> [Goal] Can you give all the records again without altering a single character?

[start of Available records]

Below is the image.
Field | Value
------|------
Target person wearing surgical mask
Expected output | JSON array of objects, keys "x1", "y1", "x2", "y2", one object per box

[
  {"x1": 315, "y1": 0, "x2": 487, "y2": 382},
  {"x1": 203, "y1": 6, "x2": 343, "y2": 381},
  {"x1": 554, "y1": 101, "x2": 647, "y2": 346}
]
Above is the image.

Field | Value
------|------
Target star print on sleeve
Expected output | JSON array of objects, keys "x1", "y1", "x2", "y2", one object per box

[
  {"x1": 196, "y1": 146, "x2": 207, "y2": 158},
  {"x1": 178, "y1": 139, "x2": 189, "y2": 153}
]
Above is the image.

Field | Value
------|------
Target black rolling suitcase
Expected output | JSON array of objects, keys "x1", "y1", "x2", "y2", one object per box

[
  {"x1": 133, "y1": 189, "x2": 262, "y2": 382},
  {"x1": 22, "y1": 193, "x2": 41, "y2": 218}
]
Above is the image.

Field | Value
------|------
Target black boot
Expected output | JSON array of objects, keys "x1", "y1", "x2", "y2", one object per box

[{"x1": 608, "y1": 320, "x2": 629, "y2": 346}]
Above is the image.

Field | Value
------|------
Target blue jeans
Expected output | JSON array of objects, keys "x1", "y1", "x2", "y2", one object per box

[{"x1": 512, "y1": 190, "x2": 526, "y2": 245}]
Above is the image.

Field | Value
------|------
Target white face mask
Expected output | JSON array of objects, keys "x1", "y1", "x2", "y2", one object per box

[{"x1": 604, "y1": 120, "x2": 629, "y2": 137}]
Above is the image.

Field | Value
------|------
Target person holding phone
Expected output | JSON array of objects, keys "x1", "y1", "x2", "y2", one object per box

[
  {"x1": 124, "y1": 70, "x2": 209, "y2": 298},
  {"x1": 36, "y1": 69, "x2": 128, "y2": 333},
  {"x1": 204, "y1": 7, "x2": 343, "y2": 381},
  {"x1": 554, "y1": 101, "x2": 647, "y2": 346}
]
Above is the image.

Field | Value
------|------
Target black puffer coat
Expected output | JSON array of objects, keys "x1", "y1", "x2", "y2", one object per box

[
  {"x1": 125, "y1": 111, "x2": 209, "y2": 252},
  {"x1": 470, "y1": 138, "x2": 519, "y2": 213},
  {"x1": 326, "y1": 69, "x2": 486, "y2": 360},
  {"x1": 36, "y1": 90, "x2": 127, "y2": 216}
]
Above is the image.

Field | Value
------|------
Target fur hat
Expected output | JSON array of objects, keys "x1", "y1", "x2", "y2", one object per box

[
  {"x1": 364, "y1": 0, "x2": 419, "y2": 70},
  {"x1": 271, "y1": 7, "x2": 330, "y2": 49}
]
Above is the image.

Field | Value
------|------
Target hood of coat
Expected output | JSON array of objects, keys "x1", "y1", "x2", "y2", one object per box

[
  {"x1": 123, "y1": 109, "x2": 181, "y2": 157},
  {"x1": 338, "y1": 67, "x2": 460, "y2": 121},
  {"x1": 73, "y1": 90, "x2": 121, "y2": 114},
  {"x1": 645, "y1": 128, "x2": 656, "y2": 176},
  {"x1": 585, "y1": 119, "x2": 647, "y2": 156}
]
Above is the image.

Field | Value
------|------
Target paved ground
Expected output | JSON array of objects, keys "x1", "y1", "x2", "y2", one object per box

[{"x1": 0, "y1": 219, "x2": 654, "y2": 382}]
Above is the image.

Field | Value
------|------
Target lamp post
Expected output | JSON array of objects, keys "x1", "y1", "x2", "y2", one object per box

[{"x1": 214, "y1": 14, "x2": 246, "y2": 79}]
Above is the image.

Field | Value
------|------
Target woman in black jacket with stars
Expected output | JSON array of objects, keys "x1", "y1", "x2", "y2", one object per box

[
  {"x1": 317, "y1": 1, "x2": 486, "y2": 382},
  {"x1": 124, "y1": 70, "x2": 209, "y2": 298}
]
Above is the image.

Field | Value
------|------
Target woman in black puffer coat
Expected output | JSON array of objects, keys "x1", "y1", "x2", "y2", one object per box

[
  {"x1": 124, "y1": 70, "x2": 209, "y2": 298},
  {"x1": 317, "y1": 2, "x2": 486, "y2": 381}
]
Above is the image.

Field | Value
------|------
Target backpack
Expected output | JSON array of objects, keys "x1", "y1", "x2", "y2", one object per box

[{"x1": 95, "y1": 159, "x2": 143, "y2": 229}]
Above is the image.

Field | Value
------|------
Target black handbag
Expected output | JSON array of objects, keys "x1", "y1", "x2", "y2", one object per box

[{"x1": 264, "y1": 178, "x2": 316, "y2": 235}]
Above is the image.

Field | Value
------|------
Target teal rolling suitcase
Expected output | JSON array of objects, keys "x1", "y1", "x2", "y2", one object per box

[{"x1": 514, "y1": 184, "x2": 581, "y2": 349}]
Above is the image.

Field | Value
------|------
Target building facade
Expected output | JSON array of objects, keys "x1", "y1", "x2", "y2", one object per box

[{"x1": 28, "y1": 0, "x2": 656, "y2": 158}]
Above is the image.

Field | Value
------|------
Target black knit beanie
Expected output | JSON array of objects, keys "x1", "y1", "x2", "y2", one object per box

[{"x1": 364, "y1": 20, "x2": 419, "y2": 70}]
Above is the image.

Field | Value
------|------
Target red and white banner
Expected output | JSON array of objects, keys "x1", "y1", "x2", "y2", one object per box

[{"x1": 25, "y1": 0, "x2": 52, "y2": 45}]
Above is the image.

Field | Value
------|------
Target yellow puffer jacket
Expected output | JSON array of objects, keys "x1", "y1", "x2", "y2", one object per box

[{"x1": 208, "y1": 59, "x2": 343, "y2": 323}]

[end of Available records]

> [Completed exercise]
Below is the image.
Field | Value
------|------
Target person wearing surgical mask
Expected output | JSON array of objects, keys "x1", "y1", "x2", "y2", one object per box

[
  {"x1": 315, "y1": 0, "x2": 487, "y2": 382},
  {"x1": 203, "y1": 6, "x2": 343, "y2": 381},
  {"x1": 554, "y1": 101, "x2": 647, "y2": 346}
]
Above is the image.

Field | Value
------|------
Target star print on sleeve
Expected output | JSON array of objects, keys "x1", "y1", "x2", "y2", one object per box

[
  {"x1": 196, "y1": 146, "x2": 207, "y2": 158},
  {"x1": 178, "y1": 139, "x2": 189, "y2": 153}
]
Above is the image.

Field | Value
------|------
Target black rolling suitcase
Expected output | JSON array of objects, keys "x1", "y1", "x2", "y2", one object per box

[
  {"x1": 133, "y1": 189, "x2": 262, "y2": 382},
  {"x1": 22, "y1": 193, "x2": 41, "y2": 218}
]
Above is the image.

Field | Value
------|------
Target black boot
Expected output | JSON array of objects, keys "x1", "y1", "x2", "y2", one object per box

[{"x1": 608, "y1": 320, "x2": 629, "y2": 346}]
Above is the image.

Field | Value
------|------
Target blue jeans
Expected output | JSON array of objects, keys "x1", "y1", "x2", "y2", one object per box

[{"x1": 512, "y1": 190, "x2": 526, "y2": 245}]
Above is the image.

Field | Value
------|------
Target white face mask
Expected output | JSON array of objects, keys "x1", "y1", "x2", "y2", one object per box

[{"x1": 604, "y1": 120, "x2": 629, "y2": 137}]
Above is the image.

Field | Value
------|------
Target person holding phone
Expected output | JSON array of objects, keys "x1", "y1", "x2", "y2", one object per box

[
  {"x1": 124, "y1": 70, "x2": 209, "y2": 298},
  {"x1": 36, "y1": 69, "x2": 128, "y2": 333},
  {"x1": 204, "y1": 7, "x2": 343, "y2": 381},
  {"x1": 554, "y1": 101, "x2": 647, "y2": 346}
]
Above is the image.

Field | Value
------|------
Target black puffer coat
Expected output | JSON array of objects, keys "x1", "y1", "x2", "y2", one object per box

[
  {"x1": 125, "y1": 111, "x2": 209, "y2": 252},
  {"x1": 470, "y1": 138, "x2": 519, "y2": 213},
  {"x1": 326, "y1": 69, "x2": 486, "y2": 360},
  {"x1": 36, "y1": 90, "x2": 127, "y2": 216}
]
Above is the image.

Field | Value
------|------
Target fur hat
Expected output | JSON array of objects, keys "x1", "y1", "x2", "y2", one object per box

[
  {"x1": 364, "y1": 0, "x2": 419, "y2": 70},
  {"x1": 271, "y1": 7, "x2": 330, "y2": 49}
]
Above is the image.

Field | Value
------|------
Target hood of coat
Expected output | JSON array of objects, keys "x1", "y1", "x2", "y2", one object per box

[
  {"x1": 123, "y1": 109, "x2": 181, "y2": 157},
  {"x1": 338, "y1": 67, "x2": 460, "y2": 121},
  {"x1": 73, "y1": 90, "x2": 121, "y2": 114},
  {"x1": 645, "y1": 128, "x2": 656, "y2": 176},
  {"x1": 585, "y1": 119, "x2": 647, "y2": 156}
]
Above is the image.

Field | Value
------|------
Target paved ground
Expected output | JSON array of objects, keys "x1", "y1", "x2", "y2", one object per box

[{"x1": 0, "y1": 219, "x2": 654, "y2": 382}]
Above is the image.

Field | Value
------|------
Target lamp post
Expected output | JSON array of objects, keys "x1", "y1", "x2", "y2", one object per box

[{"x1": 214, "y1": 14, "x2": 246, "y2": 79}]
Above is the image.

Field | Value
------|------
Target woman in black jacket with stars
Expected output | JSON array of objects, keys "x1", "y1", "x2", "y2", one object per box

[
  {"x1": 317, "y1": 1, "x2": 486, "y2": 382},
  {"x1": 124, "y1": 70, "x2": 209, "y2": 298}
]
Above is the image.

Field | Value
------|------
Target woman in black puffer coat
Expected output | JSON array of objects, keys "x1", "y1", "x2", "y2", one object per box

[
  {"x1": 124, "y1": 70, "x2": 209, "y2": 298},
  {"x1": 317, "y1": 2, "x2": 486, "y2": 381}
]
Above is the image.

Field | Value
------|------
Target backpack
Expected output | JSON array of objects, keys "x1", "y1", "x2", "y2", one object per box

[{"x1": 95, "y1": 159, "x2": 143, "y2": 229}]
Above is the image.

Field | Value
------|------
Target black handbag
Expected output | JSON array of objects, keys "x1", "y1", "x2", "y2", one object per box

[{"x1": 264, "y1": 178, "x2": 316, "y2": 235}]
Above is the image.

Field | Value
------|------
Target teal rolling suitcase
Expected output | JSON array of objects, keys "x1", "y1", "x2", "y2", one object per box

[{"x1": 514, "y1": 184, "x2": 581, "y2": 349}]
Above is the image.

Field | Value
------|------
Target building facade
Expected output | JSON array of objects, keys "x1", "y1", "x2", "y2", one object per box

[{"x1": 28, "y1": 0, "x2": 656, "y2": 158}]
Above is the image.

Field | Value
------|------
Target black knit beanie
Expected output | JSON array of objects, keys "x1", "y1", "x2", "y2", one object per box

[{"x1": 364, "y1": 20, "x2": 419, "y2": 70}]
Above is the image.

Field | Value
------|------
Target red and white banner
Expected output | JSON array of objects, keys "x1", "y1", "x2", "y2", one object per box

[{"x1": 25, "y1": 0, "x2": 52, "y2": 45}]
Above is the image.

Field | Value
------|------
Target yellow puffer jacket
Expected output | JSON array of objects, keys "x1", "y1", "x2", "y2", one object per box

[{"x1": 208, "y1": 59, "x2": 343, "y2": 323}]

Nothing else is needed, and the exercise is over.